(Written task): Extract every line of the rows that contains the string "positive", matching case exactly.

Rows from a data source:
- Opening Delimiter -
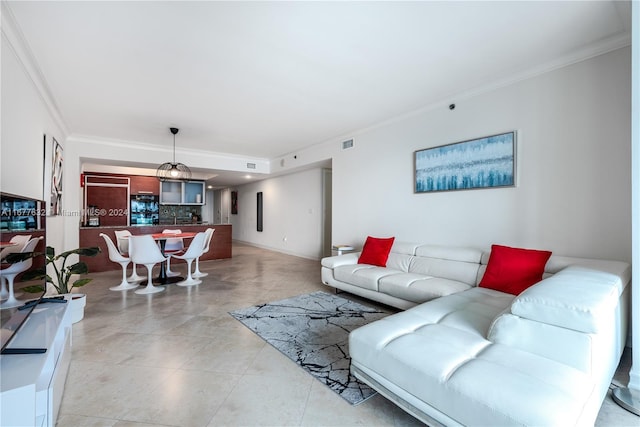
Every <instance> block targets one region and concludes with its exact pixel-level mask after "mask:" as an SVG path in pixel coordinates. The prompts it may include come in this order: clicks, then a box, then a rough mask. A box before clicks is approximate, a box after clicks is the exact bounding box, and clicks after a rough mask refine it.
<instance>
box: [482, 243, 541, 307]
mask: <svg viewBox="0 0 640 427" xmlns="http://www.w3.org/2000/svg"><path fill="white" fill-rule="evenodd" d="M550 256H551V252H549V251H537V250H533V249H521V248H510V247H509V246H500V245H491V255H490V256H489V263H488V264H487V270H486V271H485V273H484V276H483V277H482V280H481V281H480V284H479V285H478V286H480V287H483V288H489V289H495V290H496V291H501V292H506V293H508V294H513V295H518V294H520V293H521V292H522V291H524V290H525V289H527V288H528V287H529V286H531V285H534V284H536V283H538V282H539V281H541V280H542V274H543V273H544V266H545V265H546V264H547V261H548V260H549V257H550Z"/></svg>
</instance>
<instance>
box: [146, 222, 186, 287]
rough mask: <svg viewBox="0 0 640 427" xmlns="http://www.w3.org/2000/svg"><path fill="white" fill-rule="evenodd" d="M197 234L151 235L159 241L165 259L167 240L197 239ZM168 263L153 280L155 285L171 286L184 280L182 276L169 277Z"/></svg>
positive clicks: (163, 263) (169, 233)
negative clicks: (177, 282) (165, 246)
mask: <svg viewBox="0 0 640 427" xmlns="http://www.w3.org/2000/svg"><path fill="white" fill-rule="evenodd" d="M196 234H197V233H154V234H150V236H151V237H152V238H153V240H155V241H157V242H158V244H159V246H160V252H162V256H164V257H165V258H166V257H167V254H166V253H165V246H166V244H167V239H193V238H194V237H196ZM166 264H167V263H166V261H165V262H163V263H161V264H160V273H159V274H158V276H157V277H156V278H155V279H153V283H158V284H161V285H169V284H171V283H177V282H180V281H182V280H184V277H182V276H173V277H169V276H167V265H166Z"/></svg>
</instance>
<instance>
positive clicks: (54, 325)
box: [0, 303, 71, 427]
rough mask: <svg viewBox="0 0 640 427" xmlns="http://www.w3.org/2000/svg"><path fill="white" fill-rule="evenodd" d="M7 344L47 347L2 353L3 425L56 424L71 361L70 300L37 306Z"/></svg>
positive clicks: (51, 424)
mask: <svg viewBox="0 0 640 427" xmlns="http://www.w3.org/2000/svg"><path fill="white" fill-rule="evenodd" d="M8 348H46V349H47V351H46V353H42V354H3V355H1V356H0V385H1V393H0V409H1V412H0V426H15V427H17V426H54V425H55V423H56V419H57V417H58V409H59V408H60V403H61V401H62V392H63V390H64V383H65V381H66V378H67V372H68V370H69V363H70V361H71V312H70V310H69V304H68V303H67V304H59V303H44V304H40V305H38V306H37V307H35V308H34V310H33V312H32V313H31V314H30V315H29V317H28V318H27V320H26V321H25V323H24V324H23V325H22V327H21V328H20V329H19V330H18V333H17V334H16V337H15V338H14V339H13V340H12V341H11V343H9V345H8Z"/></svg>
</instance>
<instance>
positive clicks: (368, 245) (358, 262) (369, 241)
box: [358, 236, 395, 267]
mask: <svg viewBox="0 0 640 427" xmlns="http://www.w3.org/2000/svg"><path fill="white" fill-rule="evenodd" d="M394 240H395V237H389V238H388V239H379V238H377V237H371V236H368V237H367V240H366V241H365V242H364V247H363V248H362V253H361V254H360V258H358V264H370V265H377V266H378V267H386V266H387V258H389V252H390V251H391V246H393V241H394Z"/></svg>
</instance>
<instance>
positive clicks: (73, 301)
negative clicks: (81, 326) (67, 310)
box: [67, 294, 87, 323]
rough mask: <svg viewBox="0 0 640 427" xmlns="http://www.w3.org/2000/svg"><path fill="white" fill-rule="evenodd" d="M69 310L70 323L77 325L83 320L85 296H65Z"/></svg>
mask: <svg viewBox="0 0 640 427" xmlns="http://www.w3.org/2000/svg"><path fill="white" fill-rule="evenodd" d="M67 298H68V299H69V303H68V304H70V306H69V310H71V323H77V322H79V321H81V320H82V319H83V318H84V306H85V305H87V295H86V294H67Z"/></svg>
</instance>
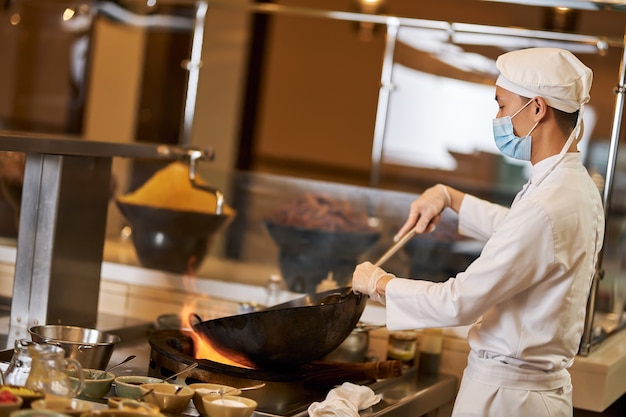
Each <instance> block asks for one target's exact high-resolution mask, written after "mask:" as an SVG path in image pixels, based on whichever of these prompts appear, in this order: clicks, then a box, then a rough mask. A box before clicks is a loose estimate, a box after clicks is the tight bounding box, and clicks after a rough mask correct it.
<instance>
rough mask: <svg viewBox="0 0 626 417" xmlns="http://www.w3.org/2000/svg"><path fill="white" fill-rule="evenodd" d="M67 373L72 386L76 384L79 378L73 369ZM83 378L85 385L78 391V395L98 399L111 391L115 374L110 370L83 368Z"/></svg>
mask: <svg viewBox="0 0 626 417" xmlns="http://www.w3.org/2000/svg"><path fill="white" fill-rule="evenodd" d="M69 375H70V381H71V383H72V386H74V387H75V386H78V384H79V379H78V378H77V377H76V372H75V370H72V371H71V372H70V374H69ZM83 378H84V380H85V387H84V388H83V390H82V391H81V392H80V394H79V395H80V397H81V398H86V399H91V398H96V399H99V398H104V397H105V396H106V395H107V394H108V393H109V392H110V391H111V386H112V385H113V380H114V379H115V375H114V374H113V373H112V372H105V371H102V370H99V369H85V368H83Z"/></svg>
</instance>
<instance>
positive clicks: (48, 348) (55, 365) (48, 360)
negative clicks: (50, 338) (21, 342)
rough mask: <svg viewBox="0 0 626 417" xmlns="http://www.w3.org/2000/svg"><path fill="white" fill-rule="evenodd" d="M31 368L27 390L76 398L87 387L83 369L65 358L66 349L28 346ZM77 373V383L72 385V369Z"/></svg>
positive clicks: (69, 358)
mask: <svg viewBox="0 0 626 417" xmlns="http://www.w3.org/2000/svg"><path fill="white" fill-rule="evenodd" d="M28 353H29V355H30V358H31V367H30V373H29V375H28V378H27V379H26V384H25V386H26V388H29V389H31V390H34V391H38V392H43V393H45V394H46V395H54V396H57V397H68V398H71V397H74V396H76V395H78V394H80V393H81V392H82V390H83V388H84V387H85V379H84V376H83V368H82V366H81V365H80V363H79V362H78V361H77V360H75V359H73V358H66V357H65V349H63V348H62V347H60V346H57V345H52V344H46V343H42V344H39V343H31V344H29V345H28ZM72 368H73V369H75V371H76V376H77V377H76V381H78V383H77V384H76V383H74V384H73V383H72V380H71V379H70V377H69V375H68V371H69V370H71V369H72Z"/></svg>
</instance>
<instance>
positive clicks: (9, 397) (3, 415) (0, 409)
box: [0, 389, 24, 417]
mask: <svg viewBox="0 0 626 417" xmlns="http://www.w3.org/2000/svg"><path fill="white" fill-rule="evenodd" d="M23 402H24V400H22V397H20V396H18V395H15V394H13V393H12V392H11V391H9V390H6V389H2V390H0V417H9V415H10V414H11V413H13V412H14V411H17V410H19V409H20V407H21V406H22V403H23Z"/></svg>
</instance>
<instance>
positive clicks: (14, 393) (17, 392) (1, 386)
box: [0, 385, 44, 408]
mask: <svg viewBox="0 0 626 417" xmlns="http://www.w3.org/2000/svg"><path fill="white" fill-rule="evenodd" d="M0 390H7V391H9V392H11V393H13V394H14V395H17V396H18V397H21V398H22V400H23V401H22V408H30V403H32V402H33V401H35V400H39V399H41V398H43V397H44V395H43V393H42V392H38V391H33V390H32V389H30V388H26V387H20V386H17V385H2V386H0Z"/></svg>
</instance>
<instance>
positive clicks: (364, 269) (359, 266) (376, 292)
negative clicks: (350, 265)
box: [352, 262, 394, 305]
mask: <svg viewBox="0 0 626 417" xmlns="http://www.w3.org/2000/svg"><path fill="white" fill-rule="evenodd" d="M383 278H385V279H391V278H394V276H393V274H390V273H388V272H385V271H384V270H383V269H382V268H379V267H377V266H374V264H372V263H371V262H363V263H362V264H359V265H357V267H356V268H355V269H354V272H353V274H352V290H353V291H354V292H356V293H361V294H367V295H369V296H370V298H371V299H372V300H374V301H378V302H379V303H381V304H383V305H385V292H384V290H382V291H379V290H378V288H377V285H378V282H379V281H380V280H381V279H383Z"/></svg>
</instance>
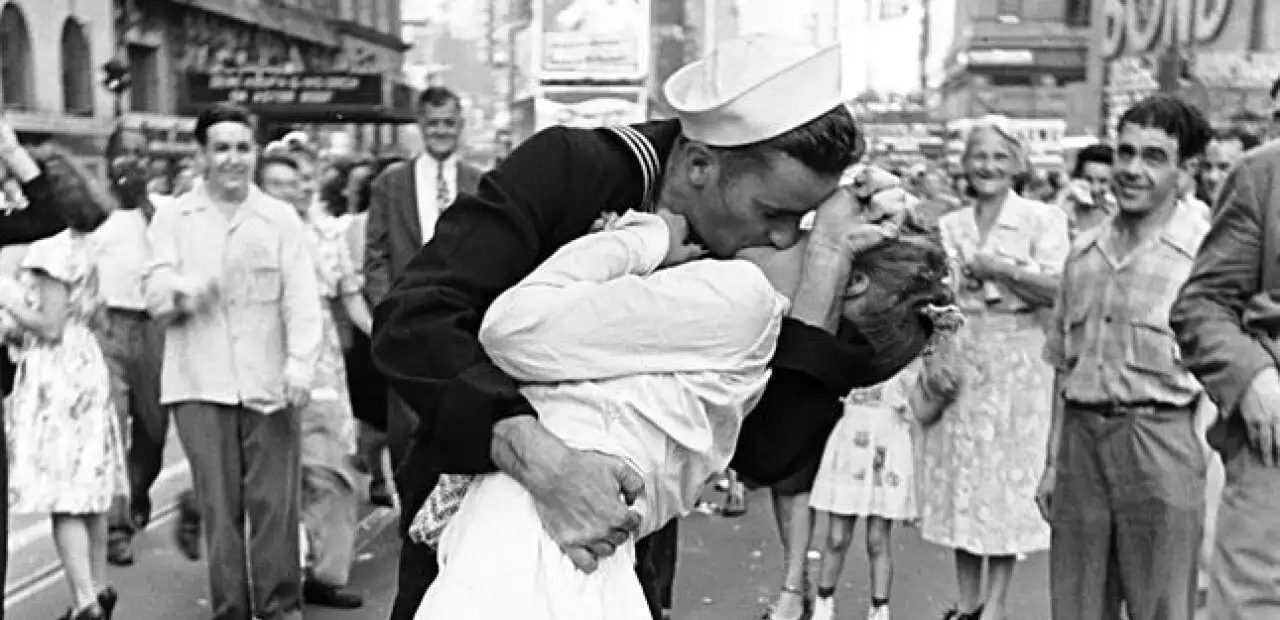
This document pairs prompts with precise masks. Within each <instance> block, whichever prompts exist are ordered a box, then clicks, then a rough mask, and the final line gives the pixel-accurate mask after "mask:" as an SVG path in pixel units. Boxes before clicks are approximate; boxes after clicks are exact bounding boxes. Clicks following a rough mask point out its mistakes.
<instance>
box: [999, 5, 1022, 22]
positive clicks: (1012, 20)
mask: <svg viewBox="0 0 1280 620" xmlns="http://www.w3.org/2000/svg"><path fill="white" fill-rule="evenodd" d="M996 20H997V22H1000V23H1019V22H1021V20H1023V0H996Z"/></svg>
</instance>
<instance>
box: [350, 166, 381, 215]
mask: <svg viewBox="0 0 1280 620" xmlns="http://www.w3.org/2000/svg"><path fill="white" fill-rule="evenodd" d="M379 172H380V170H379V167H378V165H376V164H374V165H371V169H370V173H369V174H367V175H365V178H362V179H360V184H358V186H356V205H355V208H353V209H352V213H366V211H369V204H370V202H371V201H372V200H374V181H376V179H378V174H379Z"/></svg>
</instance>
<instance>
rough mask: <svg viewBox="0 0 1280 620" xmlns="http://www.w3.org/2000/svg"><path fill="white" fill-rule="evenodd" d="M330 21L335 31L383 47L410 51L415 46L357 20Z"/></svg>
mask: <svg viewBox="0 0 1280 620" xmlns="http://www.w3.org/2000/svg"><path fill="white" fill-rule="evenodd" d="M329 23H330V26H332V27H333V29H334V32H337V33H339V35H348V36H353V37H360V38H362V40H365V41H369V42H371V44H378V45H380V46H383V47H387V49H388V50H396V51H408V50H410V47H413V46H412V45H410V44H407V42H404V40H402V38H401V37H397V36H396V35H390V33H387V32H380V31H378V29H375V28H370V27H367V26H364V24H360V23H356V22H351V20H346V19H337V20H332V22H329Z"/></svg>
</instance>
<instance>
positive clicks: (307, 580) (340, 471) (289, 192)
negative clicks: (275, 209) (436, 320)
mask: <svg viewBox="0 0 1280 620" xmlns="http://www.w3.org/2000/svg"><path fill="white" fill-rule="evenodd" d="M314 161H315V160H314V158H312V156H311V155H310V154H308V152H306V151H302V152H300V151H293V152H291V154H289V155H279V154H269V155H268V156H264V158H262V161H260V163H259V174H260V177H261V179H260V184H261V187H262V191H264V192H266V193H268V195H271V196H274V197H276V199H280V200H284V201H287V202H289V204H291V205H292V206H293V208H294V209H297V211H298V215H301V216H302V218H303V220H305V222H306V224H307V233H308V234H310V237H311V249H312V256H314V261H315V266H316V275H317V278H316V281H317V283H319V284H320V297H321V304H320V306H321V310H323V315H324V341H323V342H321V345H320V359H319V361H317V363H316V374H315V382H314V383H312V387H311V400H310V402H307V405H306V406H305V407H302V416H301V418H302V523H303V528H305V541H306V546H305V547H306V556H307V557H306V559H305V561H306V564H307V580H306V583H305V587H303V597H305V600H306V602H307V603H308V605H317V606H325V607H340V608H355V607H360V606H361V605H364V601H362V598H361V597H360V596H358V594H357V593H355V592H351V591H348V589H347V588H346V585H347V579H348V576H349V571H351V560H352V547H353V544H355V532H356V521H357V519H358V514H357V511H358V502H360V492H358V488H357V485H356V473H355V466H353V464H352V455H355V451H356V420H355V416H353V415H352V410H351V397H349V395H348V391H347V370H346V366H344V364H343V355H342V342H340V338H339V336H338V328H337V324H335V322H334V316H333V306H332V304H334V302H340V304H342V305H343V307H344V309H346V310H347V315H348V316H349V318H351V322H352V324H355V327H356V329H358V330H360V332H362V333H365V334H367V333H369V330H370V329H371V325H372V318H371V315H370V313H369V306H367V305H366V304H365V300H364V297H362V296H361V295H360V279H358V278H357V275H356V270H355V266H353V265H352V261H351V257H349V252H348V251H347V245H346V238H344V237H343V234H342V227H340V225H338V223H337V220H334V219H332V218H325V216H320V210H314V209H311V205H312V201H311V199H312V196H314V195H315V190H316V184H315V178H314V172H315V164H314Z"/></svg>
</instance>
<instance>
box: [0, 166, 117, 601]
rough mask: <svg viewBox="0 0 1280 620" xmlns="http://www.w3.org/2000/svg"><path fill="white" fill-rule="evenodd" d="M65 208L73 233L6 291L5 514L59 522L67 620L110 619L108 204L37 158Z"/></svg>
- Closing Delimiter -
(Problem solution):
positive clicks: (163, 263) (169, 233)
positive clicks: (54, 325)
positive clicks: (51, 424)
positive clicks: (368, 245) (358, 262) (369, 241)
positive clicks: (73, 301)
positive clicks: (48, 348) (55, 365) (48, 360)
positive clicks: (69, 358)
positive clicks: (9, 397) (3, 415) (0, 409)
positive clicks: (14, 393) (17, 392) (1, 386)
positive clicks: (364, 269) (359, 266) (376, 292)
positive clicks: (1012, 20)
positive clicks: (307, 580) (340, 471) (289, 192)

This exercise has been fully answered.